Examples of point labeling:
· · · · · · ·

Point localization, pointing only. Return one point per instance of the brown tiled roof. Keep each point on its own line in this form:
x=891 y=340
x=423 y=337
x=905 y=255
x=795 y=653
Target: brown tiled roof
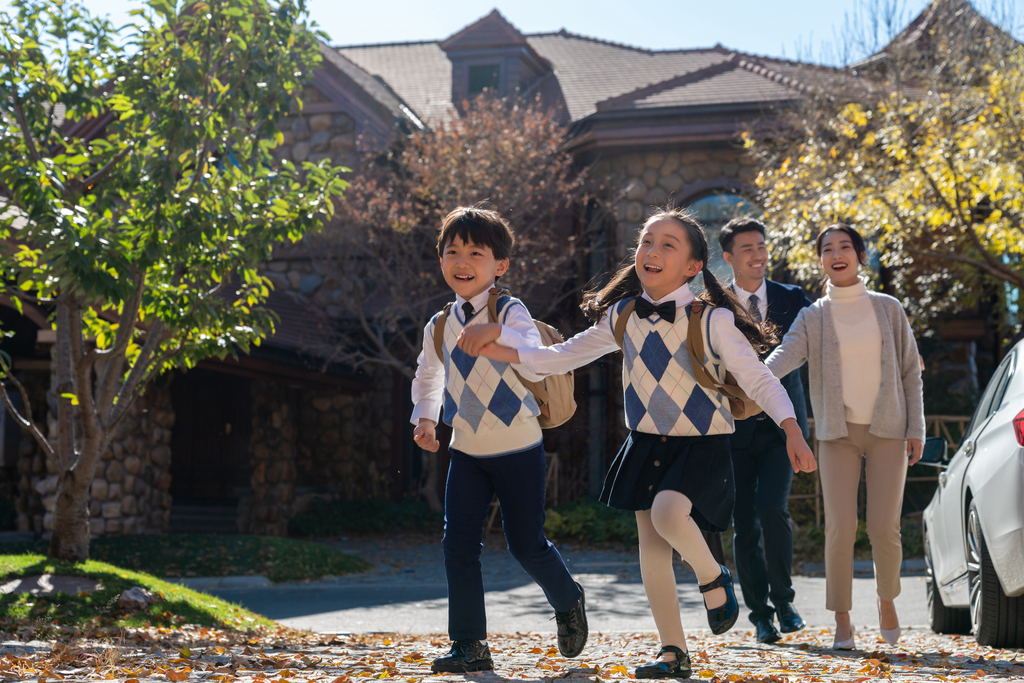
x=419 y=73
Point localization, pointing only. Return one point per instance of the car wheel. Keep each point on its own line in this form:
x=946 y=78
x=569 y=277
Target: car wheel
x=995 y=620
x=943 y=620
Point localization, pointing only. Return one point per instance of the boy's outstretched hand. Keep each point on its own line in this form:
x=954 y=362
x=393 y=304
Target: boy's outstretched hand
x=800 y=454
x=424 y=435
x=475 y=337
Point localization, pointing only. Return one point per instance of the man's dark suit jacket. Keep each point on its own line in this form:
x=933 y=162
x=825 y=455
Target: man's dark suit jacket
x=784 y=302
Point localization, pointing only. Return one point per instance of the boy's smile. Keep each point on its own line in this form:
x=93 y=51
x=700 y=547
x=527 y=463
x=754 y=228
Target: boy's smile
x=470 y=268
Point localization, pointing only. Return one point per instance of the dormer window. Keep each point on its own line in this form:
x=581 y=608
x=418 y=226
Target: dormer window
x=482 y=78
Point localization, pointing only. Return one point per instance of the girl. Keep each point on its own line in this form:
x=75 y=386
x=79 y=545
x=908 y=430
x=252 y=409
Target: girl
x=674 y=470
x=867 y=402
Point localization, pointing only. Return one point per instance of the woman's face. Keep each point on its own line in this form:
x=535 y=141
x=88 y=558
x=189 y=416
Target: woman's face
x=664 y=262
x=839 y=259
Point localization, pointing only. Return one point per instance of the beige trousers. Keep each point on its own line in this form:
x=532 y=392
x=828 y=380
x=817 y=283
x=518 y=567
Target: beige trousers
x=839 y=464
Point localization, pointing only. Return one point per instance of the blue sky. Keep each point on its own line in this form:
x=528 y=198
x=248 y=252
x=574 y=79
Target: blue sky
x=790 y=28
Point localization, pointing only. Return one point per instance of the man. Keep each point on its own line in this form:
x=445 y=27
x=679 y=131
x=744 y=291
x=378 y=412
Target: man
x=760 y=463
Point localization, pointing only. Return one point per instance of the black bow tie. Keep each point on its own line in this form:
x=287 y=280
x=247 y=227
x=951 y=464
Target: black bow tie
x=665 y=310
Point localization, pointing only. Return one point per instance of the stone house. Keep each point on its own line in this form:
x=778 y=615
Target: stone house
x=243 y=445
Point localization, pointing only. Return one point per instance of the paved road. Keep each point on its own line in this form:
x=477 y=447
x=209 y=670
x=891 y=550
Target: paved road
x=406 y=593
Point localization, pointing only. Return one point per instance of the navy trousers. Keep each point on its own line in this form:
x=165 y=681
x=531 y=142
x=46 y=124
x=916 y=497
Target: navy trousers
x=518 y=480
x=763 y=476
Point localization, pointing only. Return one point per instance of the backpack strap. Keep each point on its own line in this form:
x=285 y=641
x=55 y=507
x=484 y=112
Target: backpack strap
x=439 y=338
x=624 y=317
x=694 y=344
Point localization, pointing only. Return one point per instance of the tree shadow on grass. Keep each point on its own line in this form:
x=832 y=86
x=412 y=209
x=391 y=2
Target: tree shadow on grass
x=174 y=605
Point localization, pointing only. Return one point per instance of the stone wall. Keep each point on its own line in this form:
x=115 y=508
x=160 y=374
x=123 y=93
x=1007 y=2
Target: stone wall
x=654 y=179
x=129 y=491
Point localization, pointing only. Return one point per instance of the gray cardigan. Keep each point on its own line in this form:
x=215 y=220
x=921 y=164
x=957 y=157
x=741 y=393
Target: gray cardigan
x=899 y=412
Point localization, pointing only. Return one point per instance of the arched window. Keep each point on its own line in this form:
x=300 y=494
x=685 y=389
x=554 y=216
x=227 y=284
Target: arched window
x=714 y=211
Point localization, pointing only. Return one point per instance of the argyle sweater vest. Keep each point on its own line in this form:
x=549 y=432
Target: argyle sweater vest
x=481 y=395
x=660 y=394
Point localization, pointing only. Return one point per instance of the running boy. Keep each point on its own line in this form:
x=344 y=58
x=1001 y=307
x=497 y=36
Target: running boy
x=497 y=445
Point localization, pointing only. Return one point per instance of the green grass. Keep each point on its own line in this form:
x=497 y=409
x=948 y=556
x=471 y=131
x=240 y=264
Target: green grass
x=97 y=612
x=200 y=555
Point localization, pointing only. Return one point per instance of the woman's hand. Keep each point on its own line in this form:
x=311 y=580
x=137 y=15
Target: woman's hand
x=475 y=337
x=424 y=435
x=914 y=450
x=800 y=454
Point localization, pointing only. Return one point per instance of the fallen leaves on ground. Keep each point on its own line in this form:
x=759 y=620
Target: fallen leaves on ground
x=285 y=655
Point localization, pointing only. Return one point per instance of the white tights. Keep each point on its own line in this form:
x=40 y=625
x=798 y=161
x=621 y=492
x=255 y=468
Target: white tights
x=666 y=526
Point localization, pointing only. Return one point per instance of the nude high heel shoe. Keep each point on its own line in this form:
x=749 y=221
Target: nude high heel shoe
x=891 y=636
x=846 y=644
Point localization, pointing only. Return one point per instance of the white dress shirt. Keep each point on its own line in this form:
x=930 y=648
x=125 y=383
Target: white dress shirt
x=518 y=331
x=761 y=293
x=726 y=342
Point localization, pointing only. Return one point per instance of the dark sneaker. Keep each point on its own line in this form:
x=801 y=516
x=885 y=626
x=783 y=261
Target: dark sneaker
x=678 y=669
x=572 y=630
x=767 y=633
x=466 y=655
x=788 y=620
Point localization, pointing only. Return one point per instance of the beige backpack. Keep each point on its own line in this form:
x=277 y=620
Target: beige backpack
x=555 y=393
x=740 y=404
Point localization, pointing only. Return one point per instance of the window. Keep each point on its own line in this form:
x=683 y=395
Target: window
x=482 y=78
x=715 y=211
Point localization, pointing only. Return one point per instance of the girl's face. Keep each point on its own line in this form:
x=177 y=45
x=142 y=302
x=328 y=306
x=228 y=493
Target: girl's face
x=664 y=261
x=839 y=259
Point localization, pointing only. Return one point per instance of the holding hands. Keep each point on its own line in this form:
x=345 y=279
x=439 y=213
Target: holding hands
x=481 y=340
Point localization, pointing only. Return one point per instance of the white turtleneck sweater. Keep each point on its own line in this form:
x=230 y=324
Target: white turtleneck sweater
x=859 y=349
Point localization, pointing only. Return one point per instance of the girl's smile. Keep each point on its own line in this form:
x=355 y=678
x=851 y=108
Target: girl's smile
x=663 y=259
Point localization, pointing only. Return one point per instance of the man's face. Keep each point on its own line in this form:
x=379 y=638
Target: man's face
x=749 y=257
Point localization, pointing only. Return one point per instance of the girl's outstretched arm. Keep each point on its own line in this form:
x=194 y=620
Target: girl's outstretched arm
x=792 y=353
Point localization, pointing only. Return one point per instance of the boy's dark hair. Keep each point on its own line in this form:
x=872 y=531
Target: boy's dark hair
x=737 y=226
x=479 y=226
x=855 y=238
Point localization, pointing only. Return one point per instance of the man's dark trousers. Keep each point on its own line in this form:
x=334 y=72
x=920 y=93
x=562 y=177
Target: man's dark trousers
x=518 y=479
x=763 y=476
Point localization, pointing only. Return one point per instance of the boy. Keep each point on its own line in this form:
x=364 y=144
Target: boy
x=497 y=445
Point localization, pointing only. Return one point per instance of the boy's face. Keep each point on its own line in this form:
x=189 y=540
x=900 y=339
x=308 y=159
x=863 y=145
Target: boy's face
x=470 y=268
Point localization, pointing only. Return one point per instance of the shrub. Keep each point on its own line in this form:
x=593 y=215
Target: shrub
x=334 y=517
x=589 y=520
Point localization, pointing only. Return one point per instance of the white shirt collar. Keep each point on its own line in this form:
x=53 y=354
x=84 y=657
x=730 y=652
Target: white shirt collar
x=682 y=296
x=744 y=296
x=479 y=301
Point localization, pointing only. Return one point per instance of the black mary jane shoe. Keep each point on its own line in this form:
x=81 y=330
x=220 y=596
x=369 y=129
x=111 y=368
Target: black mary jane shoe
x=466 y=655
x=767 y=633
x=722 y=619
x=790 y=620
x=572 y=629
x=678 y=669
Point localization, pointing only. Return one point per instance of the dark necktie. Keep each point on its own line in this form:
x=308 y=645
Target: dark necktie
x=665 y=310
x=755 y=308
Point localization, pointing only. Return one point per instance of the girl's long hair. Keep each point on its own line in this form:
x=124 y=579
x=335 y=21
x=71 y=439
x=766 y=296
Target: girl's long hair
x=626 y=284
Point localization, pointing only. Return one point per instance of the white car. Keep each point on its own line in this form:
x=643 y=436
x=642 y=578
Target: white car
x=974 y=526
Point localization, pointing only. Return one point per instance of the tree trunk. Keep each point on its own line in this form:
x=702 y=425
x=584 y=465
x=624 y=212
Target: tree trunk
x=71 y=517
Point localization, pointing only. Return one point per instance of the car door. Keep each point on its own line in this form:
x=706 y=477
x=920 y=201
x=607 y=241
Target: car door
x=946 y=531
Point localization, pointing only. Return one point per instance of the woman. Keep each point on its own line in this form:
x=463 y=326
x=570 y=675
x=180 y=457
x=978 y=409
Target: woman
x=867 y=402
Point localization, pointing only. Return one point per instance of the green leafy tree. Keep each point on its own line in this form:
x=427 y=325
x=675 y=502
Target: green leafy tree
x=138 y=197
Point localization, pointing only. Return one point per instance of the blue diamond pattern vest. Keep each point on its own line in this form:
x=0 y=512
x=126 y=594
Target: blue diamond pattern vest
x=480 y=394
x=660 y=394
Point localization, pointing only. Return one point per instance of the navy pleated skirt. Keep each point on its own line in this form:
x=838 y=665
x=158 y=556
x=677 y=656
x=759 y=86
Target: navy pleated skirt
x=698 y=467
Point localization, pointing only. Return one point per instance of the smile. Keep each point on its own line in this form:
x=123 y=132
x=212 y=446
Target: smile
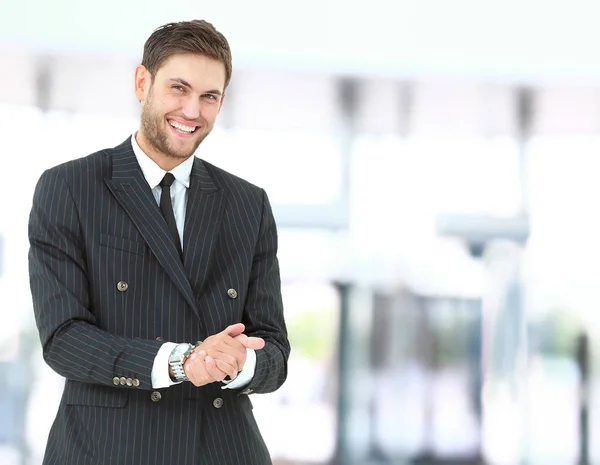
x=182 y=128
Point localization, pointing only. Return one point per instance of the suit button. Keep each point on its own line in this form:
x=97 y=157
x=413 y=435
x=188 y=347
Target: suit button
x=232 y=293
x=218 y=402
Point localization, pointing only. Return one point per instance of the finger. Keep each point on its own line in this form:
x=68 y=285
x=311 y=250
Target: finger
x=213 y=371
x=228 y=359
x=228 y=350
x=196 y=371
x=254 y=343
x=234 y=330
x=227 y=369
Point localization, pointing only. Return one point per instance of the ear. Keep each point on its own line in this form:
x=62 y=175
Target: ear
x=142 y=82
x=222 y=100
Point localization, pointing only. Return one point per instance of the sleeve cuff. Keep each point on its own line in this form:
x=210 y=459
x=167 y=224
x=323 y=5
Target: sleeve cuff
x=160 y=369
x=247 y=373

· · · · · · ·

**Your instructions:** Could you format the lines starting at the one containing "the boy's face." and ending at the one containing "x=626 y=284" as a JSON list of strings, one string per line, with blank lines left out?

**Complete output:**
[
  "Point localization, pointing only. Return one point per instance of the boy's face. Keep each point on its own line in this form:",
  "x=189 y=540",
  "x=900 y=339",
  "x=308 y=159",
  "x=863 y=145",
  "Target: boy's face",
  "x=470 y=268",
  "Point localization, pointing only. Return one point per instance of the shrub. Keep each point on its own line in this form:",
  "x=593 y=215",
  "Target: shrub",
  "x=334 y=517",
  "x=589 y=520",
  "Point localization, pointing only. Return one point per instance of the white shirt collar. Keep each point on its own line in this form:",
  "x=53 y=354",
  "x=84 y=657",
  "x=730 y=652",
  "Target: white shirt collar",
  "x=682 y=296",
  "x=744 y=296",
  "x=479 y=301",
  "Point localization, pointing only. Return one point per instance of the black mary jane shoe. Keep each point on its own line in this form:",
  "x=81 y=330",
  "x=220 y=596",
  "x=369 y=129",
  "x=111 y=368",
  "Target: black mary jane shoe",
  "x=466 y=655",
  "x=767 y=633",
  "x=722 y=619",
  "x=790 y=620",
  "x=572 y=629",
  "x=678 y=669",
  "Point localization, pointing only. Return one point per instance of the dark necktie. Keep each point on its own line in this form:",
  "x=308 y=645",
  "Target: dark necktie",
  "x=665 y=310",
  "x=755 y=308",
  "Point localization, pointing only. Return one point per instance of the girl's long hair. Keep each point on its own line in this form:",
  "x=124 y=579",
  "x=335 y=21",
  "x=71 y=439",
  "x=766 y=296",
  "Target: girl's long hair",
  "x=626 y=284"
]